Enunciado :: Copia de nuevo las líneas que empiezan en la que contiene "Mark the withered" y terminan en la que contiene "Mark the small", ambas incluidas. Sustituye "withered" por "dried" y deja todo lo demás sin cambios.

--------------------------------------------------

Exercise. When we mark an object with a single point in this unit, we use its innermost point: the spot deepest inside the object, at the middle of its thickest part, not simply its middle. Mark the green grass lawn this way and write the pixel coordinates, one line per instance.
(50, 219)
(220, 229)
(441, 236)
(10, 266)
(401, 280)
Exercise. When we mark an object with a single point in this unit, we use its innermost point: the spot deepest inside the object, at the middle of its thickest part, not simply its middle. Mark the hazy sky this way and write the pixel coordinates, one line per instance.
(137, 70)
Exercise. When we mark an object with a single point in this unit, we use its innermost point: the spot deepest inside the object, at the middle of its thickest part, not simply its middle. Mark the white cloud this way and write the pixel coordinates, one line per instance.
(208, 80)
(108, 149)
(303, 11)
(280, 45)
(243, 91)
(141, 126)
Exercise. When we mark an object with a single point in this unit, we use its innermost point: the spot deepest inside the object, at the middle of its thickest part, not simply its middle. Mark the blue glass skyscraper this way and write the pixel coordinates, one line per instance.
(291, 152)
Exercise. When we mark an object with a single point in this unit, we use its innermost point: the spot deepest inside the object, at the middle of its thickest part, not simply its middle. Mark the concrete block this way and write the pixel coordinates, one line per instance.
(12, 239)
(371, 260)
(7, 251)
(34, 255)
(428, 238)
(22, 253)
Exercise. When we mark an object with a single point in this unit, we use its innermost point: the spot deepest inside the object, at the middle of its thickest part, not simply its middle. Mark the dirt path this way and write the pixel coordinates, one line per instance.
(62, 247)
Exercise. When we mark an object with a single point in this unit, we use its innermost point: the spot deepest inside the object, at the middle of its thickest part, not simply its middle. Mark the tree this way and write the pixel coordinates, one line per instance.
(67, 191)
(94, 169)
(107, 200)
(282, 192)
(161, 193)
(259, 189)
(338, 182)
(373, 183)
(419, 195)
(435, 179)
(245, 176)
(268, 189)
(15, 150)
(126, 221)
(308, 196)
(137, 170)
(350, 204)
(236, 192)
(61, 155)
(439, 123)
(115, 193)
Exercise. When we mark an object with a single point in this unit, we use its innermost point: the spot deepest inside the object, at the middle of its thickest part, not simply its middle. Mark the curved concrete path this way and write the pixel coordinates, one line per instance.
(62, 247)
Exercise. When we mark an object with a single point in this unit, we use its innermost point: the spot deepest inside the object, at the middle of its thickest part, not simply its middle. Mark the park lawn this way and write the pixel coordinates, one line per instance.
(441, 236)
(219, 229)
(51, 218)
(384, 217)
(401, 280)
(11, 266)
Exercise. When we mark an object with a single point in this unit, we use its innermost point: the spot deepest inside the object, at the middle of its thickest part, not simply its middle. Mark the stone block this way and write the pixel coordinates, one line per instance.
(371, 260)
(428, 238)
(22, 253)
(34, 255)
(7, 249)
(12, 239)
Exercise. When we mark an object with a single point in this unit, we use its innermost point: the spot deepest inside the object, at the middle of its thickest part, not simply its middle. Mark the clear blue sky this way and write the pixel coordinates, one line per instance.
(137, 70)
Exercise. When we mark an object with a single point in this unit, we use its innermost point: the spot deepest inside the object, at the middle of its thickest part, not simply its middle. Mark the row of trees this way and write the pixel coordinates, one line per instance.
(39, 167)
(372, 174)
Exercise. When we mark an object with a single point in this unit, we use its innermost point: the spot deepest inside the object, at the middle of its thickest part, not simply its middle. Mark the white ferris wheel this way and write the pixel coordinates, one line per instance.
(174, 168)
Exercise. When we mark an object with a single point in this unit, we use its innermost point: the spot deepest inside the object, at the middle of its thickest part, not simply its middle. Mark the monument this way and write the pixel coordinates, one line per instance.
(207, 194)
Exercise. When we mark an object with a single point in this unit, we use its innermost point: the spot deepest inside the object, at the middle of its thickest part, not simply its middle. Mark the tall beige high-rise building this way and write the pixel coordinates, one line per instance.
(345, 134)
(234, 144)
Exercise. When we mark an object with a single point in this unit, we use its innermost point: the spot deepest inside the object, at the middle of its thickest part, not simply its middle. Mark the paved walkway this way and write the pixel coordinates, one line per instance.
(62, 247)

--------------------------------------------------

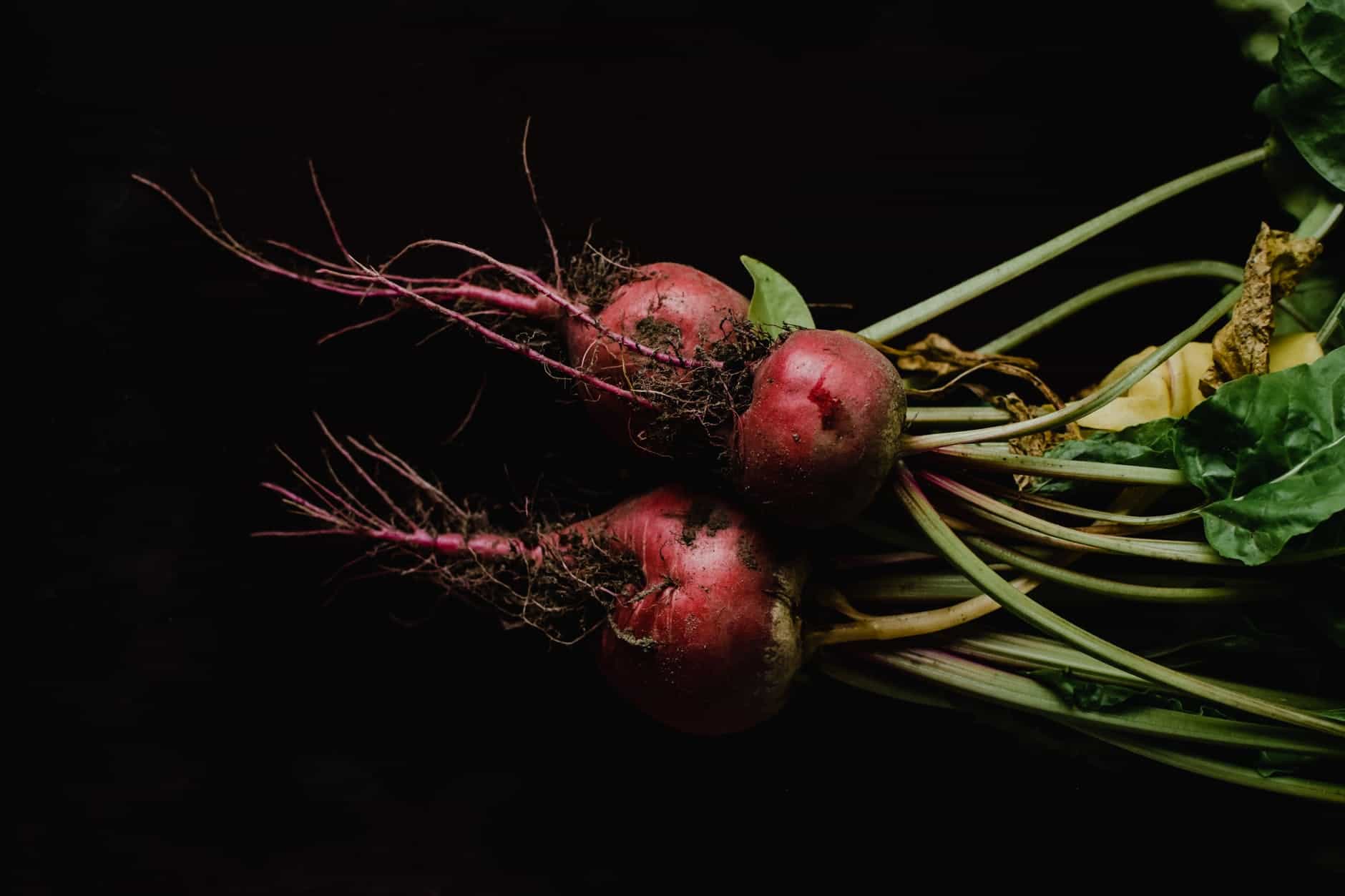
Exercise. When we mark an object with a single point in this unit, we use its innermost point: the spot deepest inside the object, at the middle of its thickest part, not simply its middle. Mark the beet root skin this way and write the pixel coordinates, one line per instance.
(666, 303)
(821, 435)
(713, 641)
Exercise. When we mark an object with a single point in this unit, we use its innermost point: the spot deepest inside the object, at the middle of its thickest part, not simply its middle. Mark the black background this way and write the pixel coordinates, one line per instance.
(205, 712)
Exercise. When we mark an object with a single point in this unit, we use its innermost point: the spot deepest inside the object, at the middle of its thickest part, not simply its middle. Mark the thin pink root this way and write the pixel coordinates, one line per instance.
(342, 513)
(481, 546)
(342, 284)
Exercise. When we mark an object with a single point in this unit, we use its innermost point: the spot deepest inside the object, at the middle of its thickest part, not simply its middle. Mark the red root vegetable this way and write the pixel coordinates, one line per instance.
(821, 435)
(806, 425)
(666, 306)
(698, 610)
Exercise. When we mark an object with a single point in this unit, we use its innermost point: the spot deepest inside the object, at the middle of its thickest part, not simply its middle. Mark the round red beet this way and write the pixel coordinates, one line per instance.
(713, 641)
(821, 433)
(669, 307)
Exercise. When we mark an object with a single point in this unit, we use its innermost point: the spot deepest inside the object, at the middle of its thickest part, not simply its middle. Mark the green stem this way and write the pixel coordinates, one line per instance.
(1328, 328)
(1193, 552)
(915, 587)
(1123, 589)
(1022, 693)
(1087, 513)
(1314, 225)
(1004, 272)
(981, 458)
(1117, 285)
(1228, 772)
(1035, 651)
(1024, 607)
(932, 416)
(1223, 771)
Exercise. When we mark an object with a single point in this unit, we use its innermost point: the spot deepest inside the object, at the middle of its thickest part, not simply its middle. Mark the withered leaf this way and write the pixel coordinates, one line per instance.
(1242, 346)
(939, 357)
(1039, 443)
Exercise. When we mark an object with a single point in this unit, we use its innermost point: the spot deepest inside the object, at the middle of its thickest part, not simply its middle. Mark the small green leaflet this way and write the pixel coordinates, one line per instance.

--------------------------------------------------

Solución ::
Exercise. When we mark an object with a single point in this unit, we use its innermost point: the spot deepest inside the object, at the middle of its thickest part, not simply its middle. Mark the dried leaf this way and write the pixel coordinates, one line per instance.
(1242, 346)
(939, 357)
(1039, 443)
Exercise. When we mark an object with a single point in this unit, we use its innermost point: the spot deepest inside the object, at the middle of its thickest part, not simply its middle. Mark the small green leaflet this way and write the pixel coordinates, one line per instance.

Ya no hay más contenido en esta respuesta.